If, you, like me, are grieving and music stirs your deepest emotions, don’t fear to listen to music. The joys it brings far outweigh anything else. Now, when songs play and remind me of Babe, I am filled with good memories and heartfelt gratitude.

I feel like singing. I think I’ll play some of my favorite tunes.

Couple Walking on Beach

I Can’t Stop From Singing

I have an outdoor herb garden. A real herb gardener will laugh at me. I have enough rosemary and basil to share with all the neighbors. They’re joined by three tomato plants, a blackberry bush, and a fig tree. No rhyme nor reason as to what I choose to plant. I added mint to the group this year. Why did I add mint? It smells nice. That’s the best reason I can give you. I have one large leafy green plant in the house, started by Babe years ago. She’s shared cuttings with daughters and neighbors. She loved the plant. Each time I water it, I know she’s nodding her loving approval from Heaven.

The leafy plant sits alone, no other plants with whom to commune. Everyone needs a friend. I thought another easy to care for green plant might make a good friend for the leafy plant company and brighten up the house as well. Today, I bought a mint plant. I repotted it and now it sits in the living room flirting with the leafy plant.

Plants and springtime are signs of life to me. It’s my favorite of the five seasons. Whoa, five seasons?  In Texas, football is a righteous season of its own. Spring offers new life in flowers, birds singing, warmer temperatures. I’m like the mint plant I repotted today. I’ve had a tough stretch, it’s time for me to be repotted. Like the mint plant I repotted, my roots are balled into the soil, in my case memories.

—————

▶ **ACTIVITY LIST**:
- a) In the passage on grief and plants, duplicate the text from "Plants and springtime" up to and including "my case memories.".
- b) According to the passage on grief and plants, why did the writer buy a mint plant and put it in the living room?

—————

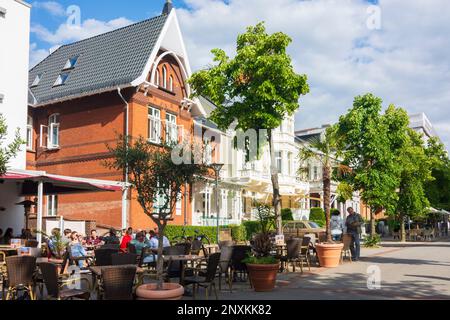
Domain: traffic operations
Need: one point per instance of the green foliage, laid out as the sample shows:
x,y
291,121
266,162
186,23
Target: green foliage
x,y
8,152
251,228
287,215
372,241
238,233
317,215
261,260
369,144
173,231
256,89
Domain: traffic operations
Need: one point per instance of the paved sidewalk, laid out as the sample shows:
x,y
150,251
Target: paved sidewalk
x,y
419,270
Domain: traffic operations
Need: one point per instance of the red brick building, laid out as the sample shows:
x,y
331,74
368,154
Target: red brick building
x,y
128,81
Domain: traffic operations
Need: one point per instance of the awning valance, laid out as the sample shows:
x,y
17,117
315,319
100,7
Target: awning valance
x,y
56,184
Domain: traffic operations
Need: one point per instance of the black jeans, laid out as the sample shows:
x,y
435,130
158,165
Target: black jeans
x,y
355,245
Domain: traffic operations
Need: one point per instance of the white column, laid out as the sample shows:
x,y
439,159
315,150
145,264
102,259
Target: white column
x,y
39,212
124,208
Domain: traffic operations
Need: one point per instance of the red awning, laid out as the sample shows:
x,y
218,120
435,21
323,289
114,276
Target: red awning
x,y
56,184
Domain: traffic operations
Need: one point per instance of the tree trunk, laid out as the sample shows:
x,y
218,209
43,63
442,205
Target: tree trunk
x,y
402,229
327,198
160,261
275,185
373,232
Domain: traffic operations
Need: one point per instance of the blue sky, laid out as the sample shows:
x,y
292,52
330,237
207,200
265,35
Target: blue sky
x,y
404,60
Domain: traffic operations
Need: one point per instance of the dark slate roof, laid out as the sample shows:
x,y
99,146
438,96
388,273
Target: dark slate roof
x,y
108,60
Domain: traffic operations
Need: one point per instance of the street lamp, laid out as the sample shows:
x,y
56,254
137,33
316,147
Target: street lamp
x,y
217,167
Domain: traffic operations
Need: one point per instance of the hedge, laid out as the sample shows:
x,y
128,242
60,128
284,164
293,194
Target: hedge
x,y
238,233
317,215
287,215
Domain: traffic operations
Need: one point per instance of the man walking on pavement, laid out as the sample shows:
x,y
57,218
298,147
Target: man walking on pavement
x,y
353,223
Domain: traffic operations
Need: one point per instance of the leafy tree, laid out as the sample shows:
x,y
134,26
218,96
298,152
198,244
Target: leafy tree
x,y
415,173
8,152
323,150
369,143
158,181
256,89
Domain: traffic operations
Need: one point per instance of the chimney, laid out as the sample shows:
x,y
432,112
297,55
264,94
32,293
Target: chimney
x,y
167,7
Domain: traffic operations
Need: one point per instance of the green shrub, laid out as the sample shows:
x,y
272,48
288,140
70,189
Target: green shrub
x,y
238,233
287,215
317,215
173,231
251,228
372,242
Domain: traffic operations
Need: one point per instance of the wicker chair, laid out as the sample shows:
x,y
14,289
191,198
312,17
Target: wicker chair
x,y
206,281
20,271
293,256
117,282
54,284
121,259
103,256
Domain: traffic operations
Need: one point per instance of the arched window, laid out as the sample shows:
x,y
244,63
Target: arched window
x,y
164,77
171,83
157,76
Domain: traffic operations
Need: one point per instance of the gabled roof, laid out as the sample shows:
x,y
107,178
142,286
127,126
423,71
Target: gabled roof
x,y
105,62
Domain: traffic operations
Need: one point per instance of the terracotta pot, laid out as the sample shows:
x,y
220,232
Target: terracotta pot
x,y
329,254
171,291
263,276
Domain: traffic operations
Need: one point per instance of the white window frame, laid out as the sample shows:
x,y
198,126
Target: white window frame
x,y
154,125
171,128
29,133
53,124
52,205
164,69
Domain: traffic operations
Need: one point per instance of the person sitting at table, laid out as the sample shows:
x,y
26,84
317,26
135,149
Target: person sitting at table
x,y
76,248
94,239
127,238
154,240
111,238
140,242
9,234
67,235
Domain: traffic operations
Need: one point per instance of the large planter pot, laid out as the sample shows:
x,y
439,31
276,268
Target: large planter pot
x,y
329,254
263,276
171,291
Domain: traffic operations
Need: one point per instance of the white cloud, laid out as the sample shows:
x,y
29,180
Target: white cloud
x,y
67,33
406,62
36,55
53,7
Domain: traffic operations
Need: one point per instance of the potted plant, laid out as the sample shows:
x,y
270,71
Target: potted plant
x,y
323,150
157,178
261,266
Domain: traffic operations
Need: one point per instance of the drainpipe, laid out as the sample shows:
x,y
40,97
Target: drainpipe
x,y
125,190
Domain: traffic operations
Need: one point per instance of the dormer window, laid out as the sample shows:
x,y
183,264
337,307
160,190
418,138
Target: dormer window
x,y
164,77
37,80
62,78
71,63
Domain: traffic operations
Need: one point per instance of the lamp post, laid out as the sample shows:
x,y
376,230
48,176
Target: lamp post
x,y
217,167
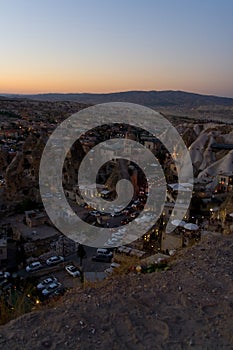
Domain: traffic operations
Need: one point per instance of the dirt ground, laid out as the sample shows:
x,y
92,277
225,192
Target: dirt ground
x,y
187,307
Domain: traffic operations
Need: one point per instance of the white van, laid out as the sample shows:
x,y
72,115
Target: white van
x,y
103,251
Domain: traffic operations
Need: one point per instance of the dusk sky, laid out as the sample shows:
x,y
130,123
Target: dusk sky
x,y
109,45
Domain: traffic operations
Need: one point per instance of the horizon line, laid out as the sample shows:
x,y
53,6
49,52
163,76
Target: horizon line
x,y
109,93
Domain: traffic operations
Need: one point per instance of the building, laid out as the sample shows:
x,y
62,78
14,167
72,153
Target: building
x,y
3,251
35,218
225,182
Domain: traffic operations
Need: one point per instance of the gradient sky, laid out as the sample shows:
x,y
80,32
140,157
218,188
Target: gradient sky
x,y
116,45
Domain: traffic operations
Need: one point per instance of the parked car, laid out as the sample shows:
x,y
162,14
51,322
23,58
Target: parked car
x,y
36,265
4,275
102,257
54,260
73,270
112,267
46,282
51,288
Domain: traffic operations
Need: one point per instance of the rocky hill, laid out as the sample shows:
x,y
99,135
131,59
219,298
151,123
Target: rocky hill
x,y
188,307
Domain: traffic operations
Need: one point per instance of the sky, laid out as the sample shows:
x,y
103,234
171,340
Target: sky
x,y
116,45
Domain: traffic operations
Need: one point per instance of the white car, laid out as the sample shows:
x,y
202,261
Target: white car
x,y
46,282
112,267
54,260
36,265
51,288
73,270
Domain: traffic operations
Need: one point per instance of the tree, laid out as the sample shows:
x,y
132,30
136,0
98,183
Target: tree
x,y
81,253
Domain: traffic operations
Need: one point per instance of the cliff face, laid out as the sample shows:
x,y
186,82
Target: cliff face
x,y
188,307
22,175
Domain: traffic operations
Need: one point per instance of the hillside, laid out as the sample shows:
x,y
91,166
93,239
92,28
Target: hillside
x,y
149,98
188,307
171,103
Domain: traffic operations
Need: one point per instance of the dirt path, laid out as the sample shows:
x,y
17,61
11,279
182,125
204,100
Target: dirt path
x,y
188,307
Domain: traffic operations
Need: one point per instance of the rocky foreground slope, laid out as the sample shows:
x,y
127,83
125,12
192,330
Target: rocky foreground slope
x,y
188,307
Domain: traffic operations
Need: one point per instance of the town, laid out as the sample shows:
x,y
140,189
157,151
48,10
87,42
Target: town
x,y
39,262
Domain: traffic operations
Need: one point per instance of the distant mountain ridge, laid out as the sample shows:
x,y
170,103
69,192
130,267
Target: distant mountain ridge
x,y
167,98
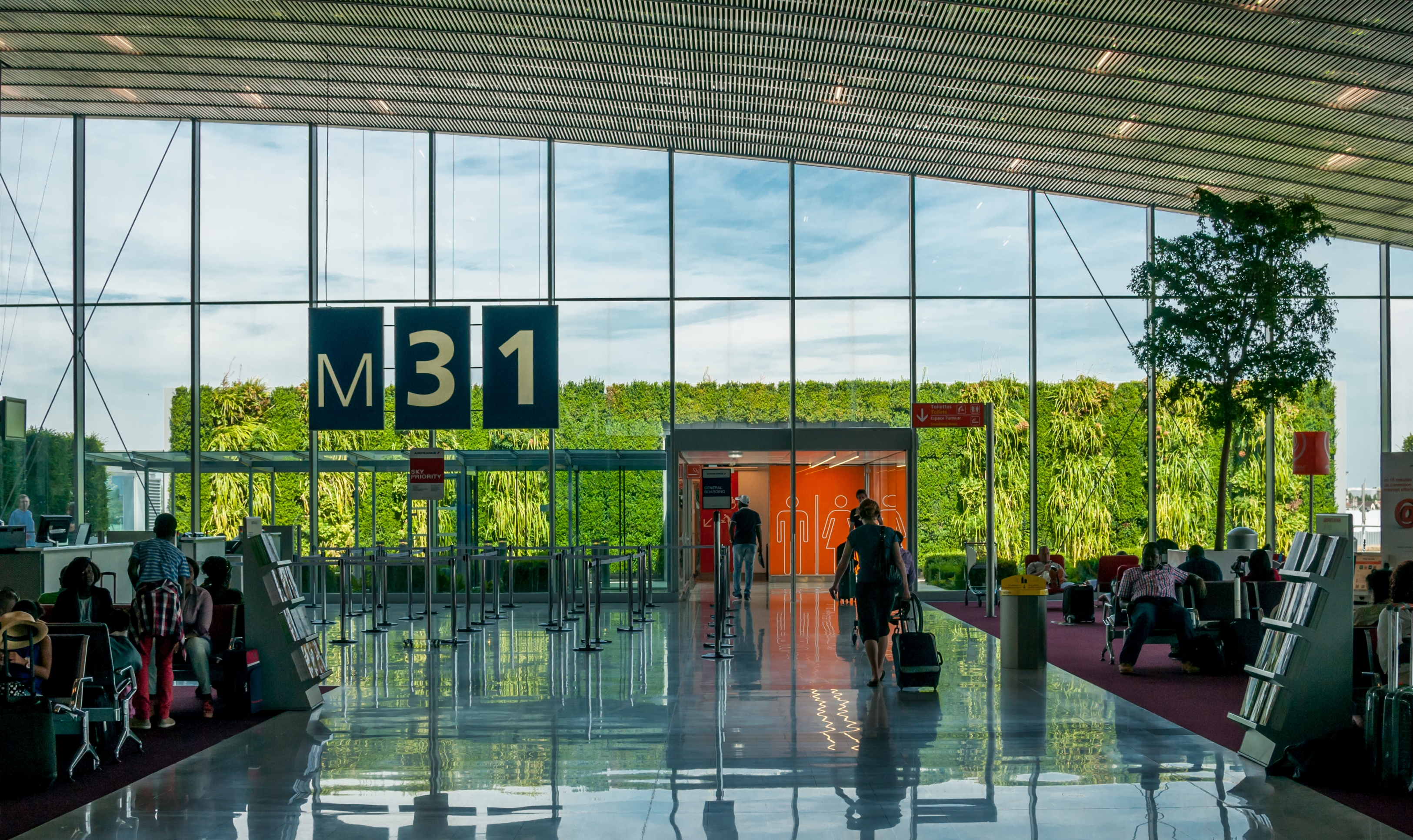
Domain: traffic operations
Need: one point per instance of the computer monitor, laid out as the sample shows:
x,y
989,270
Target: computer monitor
x,y
53,527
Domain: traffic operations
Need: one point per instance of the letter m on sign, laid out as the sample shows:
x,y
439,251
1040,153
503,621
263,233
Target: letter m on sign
x,y
345,369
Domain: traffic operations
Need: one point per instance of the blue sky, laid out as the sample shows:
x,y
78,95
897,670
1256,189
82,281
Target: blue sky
x,y
733,229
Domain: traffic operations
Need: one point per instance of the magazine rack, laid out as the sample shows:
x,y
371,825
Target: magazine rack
x,y
292,661
1302,684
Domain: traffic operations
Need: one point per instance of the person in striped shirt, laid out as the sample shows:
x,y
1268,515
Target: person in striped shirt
x,y
1151,594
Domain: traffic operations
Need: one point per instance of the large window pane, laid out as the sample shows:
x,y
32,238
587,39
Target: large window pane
x,y
733,362
491,218
973,352
1111,238
373,215
851,359
1357,403
137,211
971,240
1353,266
733,226
1091,434
611,222
255,243
37,163
851,232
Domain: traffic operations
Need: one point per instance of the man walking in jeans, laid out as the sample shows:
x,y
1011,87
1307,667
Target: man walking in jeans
x,y
745,538
159,571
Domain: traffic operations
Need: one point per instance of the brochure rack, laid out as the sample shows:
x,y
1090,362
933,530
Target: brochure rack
x,y
292,661
1300,685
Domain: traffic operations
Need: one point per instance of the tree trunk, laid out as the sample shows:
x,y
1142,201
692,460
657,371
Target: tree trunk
x,y
1221,489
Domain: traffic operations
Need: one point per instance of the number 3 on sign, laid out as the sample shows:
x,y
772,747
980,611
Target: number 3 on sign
x,y
522,342
437,368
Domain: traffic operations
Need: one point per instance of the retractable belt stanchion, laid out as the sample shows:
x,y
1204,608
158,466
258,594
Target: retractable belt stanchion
x,y
590,614
632,572
379,584
720,608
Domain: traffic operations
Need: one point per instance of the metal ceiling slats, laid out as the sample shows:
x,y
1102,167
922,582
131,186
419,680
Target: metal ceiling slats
x,y
1196,92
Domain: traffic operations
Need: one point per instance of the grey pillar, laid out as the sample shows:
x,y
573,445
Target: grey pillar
x,y
196,327
314,300
1030,392
1152,406
80,363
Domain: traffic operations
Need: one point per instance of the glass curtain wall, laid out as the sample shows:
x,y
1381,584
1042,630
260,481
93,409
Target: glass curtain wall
x,y
677,276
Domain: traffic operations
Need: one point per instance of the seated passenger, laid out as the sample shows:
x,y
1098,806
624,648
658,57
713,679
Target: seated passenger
x,y
27,641
1151,592
1197,564
1401,592
1380,584
1260,568
196,614
218,582
125,653
80,601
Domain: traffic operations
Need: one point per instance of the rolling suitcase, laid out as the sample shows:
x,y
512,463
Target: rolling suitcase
x,y
1396,736
1077,605
916,661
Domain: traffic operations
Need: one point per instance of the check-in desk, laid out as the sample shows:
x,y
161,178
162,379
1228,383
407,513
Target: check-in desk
x,y
36,571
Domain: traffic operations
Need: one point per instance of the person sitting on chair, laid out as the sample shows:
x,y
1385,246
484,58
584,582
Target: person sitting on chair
x,y
1197,564
80,601
1151,592
218,582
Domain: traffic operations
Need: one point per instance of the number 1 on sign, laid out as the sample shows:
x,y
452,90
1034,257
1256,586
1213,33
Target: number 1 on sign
x,y
523,342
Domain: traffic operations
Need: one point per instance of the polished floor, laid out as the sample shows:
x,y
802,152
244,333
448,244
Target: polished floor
x,y
518,734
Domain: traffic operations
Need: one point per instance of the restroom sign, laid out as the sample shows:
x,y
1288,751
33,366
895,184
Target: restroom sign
x,y
427,473
949,415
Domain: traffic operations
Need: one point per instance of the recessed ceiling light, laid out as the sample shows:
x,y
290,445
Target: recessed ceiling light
x,y
1353,98
120,44
250,98
1340,161
1106,60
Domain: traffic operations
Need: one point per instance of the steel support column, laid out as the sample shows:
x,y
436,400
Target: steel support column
x,y
80,363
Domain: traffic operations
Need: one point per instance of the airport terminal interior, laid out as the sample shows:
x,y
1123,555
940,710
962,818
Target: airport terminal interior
x,y
909,418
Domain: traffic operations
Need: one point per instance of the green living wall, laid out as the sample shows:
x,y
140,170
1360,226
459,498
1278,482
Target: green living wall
x,y
1091,464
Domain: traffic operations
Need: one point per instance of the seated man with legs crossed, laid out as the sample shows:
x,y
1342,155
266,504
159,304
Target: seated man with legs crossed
x,y
1152,595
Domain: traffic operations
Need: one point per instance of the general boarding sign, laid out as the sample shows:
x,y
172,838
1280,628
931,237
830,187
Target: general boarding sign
x,y
949,415
345,368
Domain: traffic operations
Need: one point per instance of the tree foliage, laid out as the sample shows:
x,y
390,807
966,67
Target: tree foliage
x,y
1241,318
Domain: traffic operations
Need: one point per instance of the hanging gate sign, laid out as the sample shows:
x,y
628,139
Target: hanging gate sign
x,y
427,473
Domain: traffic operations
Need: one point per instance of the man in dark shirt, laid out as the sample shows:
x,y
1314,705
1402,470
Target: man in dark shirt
x,y
1197,564
745,540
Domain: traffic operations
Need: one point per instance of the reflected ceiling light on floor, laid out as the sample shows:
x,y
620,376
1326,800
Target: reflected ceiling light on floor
x,y
120,44
1353,98
1106,60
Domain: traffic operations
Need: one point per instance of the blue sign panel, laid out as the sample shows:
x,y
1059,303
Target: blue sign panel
x,y
347,369
433,365
520,362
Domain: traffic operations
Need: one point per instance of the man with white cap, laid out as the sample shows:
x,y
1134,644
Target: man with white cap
x,y
745,540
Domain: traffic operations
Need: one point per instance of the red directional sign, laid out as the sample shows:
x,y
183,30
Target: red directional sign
x,y
949,415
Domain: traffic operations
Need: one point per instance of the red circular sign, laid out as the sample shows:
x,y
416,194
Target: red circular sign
x,y
1403,513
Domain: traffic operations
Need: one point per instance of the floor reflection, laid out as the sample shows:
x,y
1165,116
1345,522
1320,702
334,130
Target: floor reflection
x,y
518,734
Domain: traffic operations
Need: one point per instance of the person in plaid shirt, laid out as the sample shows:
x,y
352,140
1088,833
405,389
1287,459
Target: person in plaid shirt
x,y
159,571
1151,591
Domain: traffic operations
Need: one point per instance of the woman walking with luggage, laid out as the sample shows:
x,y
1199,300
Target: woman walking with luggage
x,y
882,578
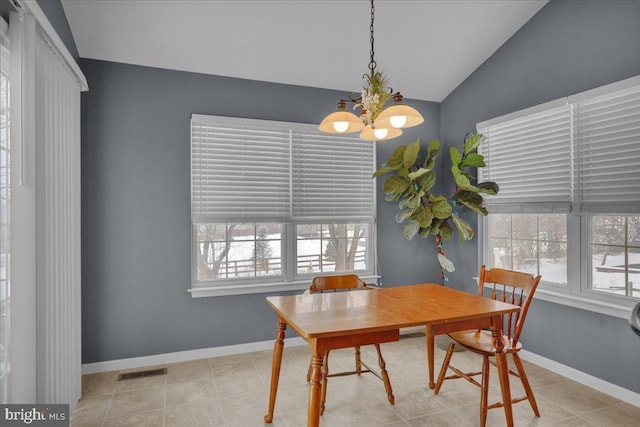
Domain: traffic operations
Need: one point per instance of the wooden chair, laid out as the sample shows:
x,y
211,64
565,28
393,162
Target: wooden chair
x,y
508,286
347,282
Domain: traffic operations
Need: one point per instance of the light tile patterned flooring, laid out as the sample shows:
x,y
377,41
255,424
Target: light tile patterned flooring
x,y
234,391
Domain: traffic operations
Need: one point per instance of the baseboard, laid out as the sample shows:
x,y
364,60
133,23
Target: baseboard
x,y
182,356
583,378
185,356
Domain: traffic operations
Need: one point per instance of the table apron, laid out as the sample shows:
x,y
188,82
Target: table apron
x,y
320,345
460,325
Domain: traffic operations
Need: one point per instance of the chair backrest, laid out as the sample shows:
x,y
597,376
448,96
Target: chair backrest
x,y
336,283
512,287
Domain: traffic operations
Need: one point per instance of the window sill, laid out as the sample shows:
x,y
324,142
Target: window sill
x,y
591,301
223,290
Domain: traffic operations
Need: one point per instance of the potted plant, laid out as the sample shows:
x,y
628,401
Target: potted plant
x,y
410,182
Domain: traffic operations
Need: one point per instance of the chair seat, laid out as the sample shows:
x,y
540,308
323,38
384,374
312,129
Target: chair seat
x,y
481,341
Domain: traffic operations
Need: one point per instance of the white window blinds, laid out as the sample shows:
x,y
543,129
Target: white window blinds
x,y
239,170
578,154
530,159
332,177
256,170
608,137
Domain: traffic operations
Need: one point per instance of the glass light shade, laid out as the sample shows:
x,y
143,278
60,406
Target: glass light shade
x,y
399,115
371,134
341,121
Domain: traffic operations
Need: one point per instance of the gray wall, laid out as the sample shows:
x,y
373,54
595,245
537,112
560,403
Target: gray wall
x,y
136,208
55,14
568,47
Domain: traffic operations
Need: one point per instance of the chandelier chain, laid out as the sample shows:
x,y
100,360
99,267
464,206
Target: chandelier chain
x,y
372,62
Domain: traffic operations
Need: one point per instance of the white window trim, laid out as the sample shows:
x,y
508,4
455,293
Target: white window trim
x,y
290,279
576,293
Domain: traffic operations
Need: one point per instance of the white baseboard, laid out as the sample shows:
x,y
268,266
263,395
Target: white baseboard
x,y
203,353
583,378
182,356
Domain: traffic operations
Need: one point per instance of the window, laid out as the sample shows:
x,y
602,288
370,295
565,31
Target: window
x,y
5,200
569,196
274,204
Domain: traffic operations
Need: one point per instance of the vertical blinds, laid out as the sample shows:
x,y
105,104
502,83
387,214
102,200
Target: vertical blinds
x,y
582,156
244,169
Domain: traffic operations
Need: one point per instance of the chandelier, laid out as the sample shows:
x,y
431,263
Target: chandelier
x,y
375,123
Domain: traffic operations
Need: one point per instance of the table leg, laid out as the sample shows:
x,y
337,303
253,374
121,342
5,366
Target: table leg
x,y
430,353
315,387
503,371
278,346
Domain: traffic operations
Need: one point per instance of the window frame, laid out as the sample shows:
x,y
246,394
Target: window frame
x,y
290,279
578,292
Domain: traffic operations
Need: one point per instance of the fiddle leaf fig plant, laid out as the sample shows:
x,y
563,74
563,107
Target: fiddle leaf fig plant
x,y
410,185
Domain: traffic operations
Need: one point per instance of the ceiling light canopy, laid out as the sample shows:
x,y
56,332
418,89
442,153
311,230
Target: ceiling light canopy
x,y
375,123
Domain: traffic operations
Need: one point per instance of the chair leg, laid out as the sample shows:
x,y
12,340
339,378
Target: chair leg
x,y
445,366
484,394
385,375
525,384
323,388
358,361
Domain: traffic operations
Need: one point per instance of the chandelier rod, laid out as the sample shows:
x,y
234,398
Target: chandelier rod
x,y
372,62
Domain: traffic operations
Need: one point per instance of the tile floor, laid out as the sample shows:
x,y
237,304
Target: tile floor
x,y
233,391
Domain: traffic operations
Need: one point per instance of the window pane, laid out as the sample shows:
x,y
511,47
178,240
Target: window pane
x,y
608,270
536,244
608,230
238,250
339,248
500,254
501,226
553,262
309,255
525,226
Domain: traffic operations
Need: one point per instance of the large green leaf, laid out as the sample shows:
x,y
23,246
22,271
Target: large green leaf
x,y
462,181
395,160
411,153
424,216
471,200
488,187
472,142
395,185
383,170
441,209
456,157
404,214
424,232
464,229
432,152
427,180
446,232
411,228
413,175
473,160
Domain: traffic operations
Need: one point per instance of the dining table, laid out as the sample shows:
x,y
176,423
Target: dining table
x,y
329,321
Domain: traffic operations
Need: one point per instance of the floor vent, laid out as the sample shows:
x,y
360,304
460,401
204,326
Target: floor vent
x,y
142,374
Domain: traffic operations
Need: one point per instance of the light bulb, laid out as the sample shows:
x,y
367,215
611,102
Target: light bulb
x,y
381,133
398,121
340,126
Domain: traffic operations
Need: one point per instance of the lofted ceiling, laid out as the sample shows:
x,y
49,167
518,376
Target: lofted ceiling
x,y
426,48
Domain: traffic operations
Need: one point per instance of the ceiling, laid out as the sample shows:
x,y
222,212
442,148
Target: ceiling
x,y
426,48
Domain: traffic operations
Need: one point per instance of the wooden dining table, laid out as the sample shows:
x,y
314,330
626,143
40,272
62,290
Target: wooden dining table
x,y
337,320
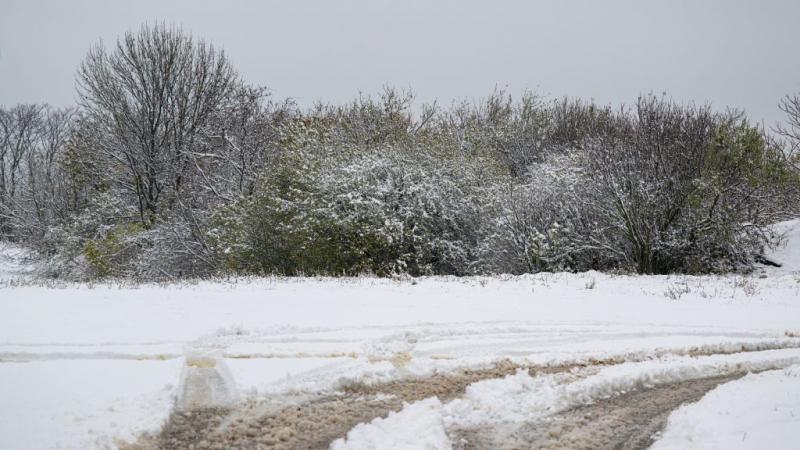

—————

▶ **ACTIVITY ANSWERS**:
- a)
Plants and springtime are signs of life to me. It’s my favorite of the five seasons. Whoa, five seasons?  In Texas, football is a righteous season of its own. Spring offers new life in flowers, birds singing, warmer temperatures. I’m like the mint plant I repotted today. I’ve had a tough stretch, it’s time for me to be repotted. Like the mint plant I repotted, my roots are balled into the soil, in my case memories.

- b) The leafy plant in the house sat alone with no other plants for company, and everyone needs a friend. Another easy-to-care-for green plant seemed like good company for it and would also brighten up the house.